→ Problem details: Retype each record below word for word. Leave the pictures out.

→ Listed entries:
^^^^
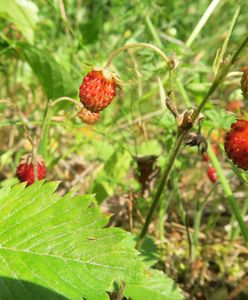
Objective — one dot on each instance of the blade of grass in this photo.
(202, 22)
(221, 53)
(228, 192)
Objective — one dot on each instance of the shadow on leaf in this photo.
(13, 289)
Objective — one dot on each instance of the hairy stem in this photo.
(160, 189)
(218, 79)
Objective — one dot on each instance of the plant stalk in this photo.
(138, 45)
(218, 79)
(160, 189)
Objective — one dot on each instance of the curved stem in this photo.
(160, 189)
(139, 45)
(50, 106)
(218, 79)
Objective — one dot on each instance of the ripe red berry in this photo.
(205, 155)
(25, 169)
(212, 174)
(98, 89)
(87, 116)
(244, 82)
(235, 105)
(236, 143)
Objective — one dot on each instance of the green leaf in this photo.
(157, 286)
(23, 14)
(60, 243)
(54, 78)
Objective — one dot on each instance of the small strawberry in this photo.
(236, 143)
(87, 116)
(235, 105)
(212, 174)
(25, 169)
(205, 155)
(244, 82)
(98, 89)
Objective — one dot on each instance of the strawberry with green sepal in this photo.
(236, 143)
(98, 89)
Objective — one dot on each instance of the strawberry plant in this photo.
^^^^
→ Solution for this task:
Objective — one dot on each instance of the blade of grass in this photo.
(202, 22)
(221, 53)
(228, 192)
Objective — one dot on each instance of the shadow on leaf in this photo.
(13, 289)
Objective — one dot on each instance of the hairy stem in this photo.
(160, 189)
(218, 79)
Objective — one dot on each instance of the plant stalk in this photo.
(138, 45)
(218, 79)
(160, 189)
Objective — one dot on each instance of the curved stem in this photo.
(160, 189)
(139, 45)
(50, 106)
(218, 79)
Objective — one dot on each instance of the ripe red berry in this photo.
(205, 155)
(25, 169)
(212, 174)
(98, 89)
(87, 116)
(244, 82)
(235, 105)
(236, 143)
Objective — one dot on each instance of the green leaf in this photo.
(157, 286)
(23, 14)
(60, 243)
(54, 78)
Objective — one dot on each instance of the small strawberry in this photo.
(236, 143)
(87, 116)
(235, 105)
(212, 174)
(25, 169)
(205, 155)
(244, 82)
(98, 89)
Objective — one dot on each instance of the strawberry with green sepal in this photo.
(236, 143)
(98, 89)
Objective — one dot on each instance of the strawberry plant in this photo.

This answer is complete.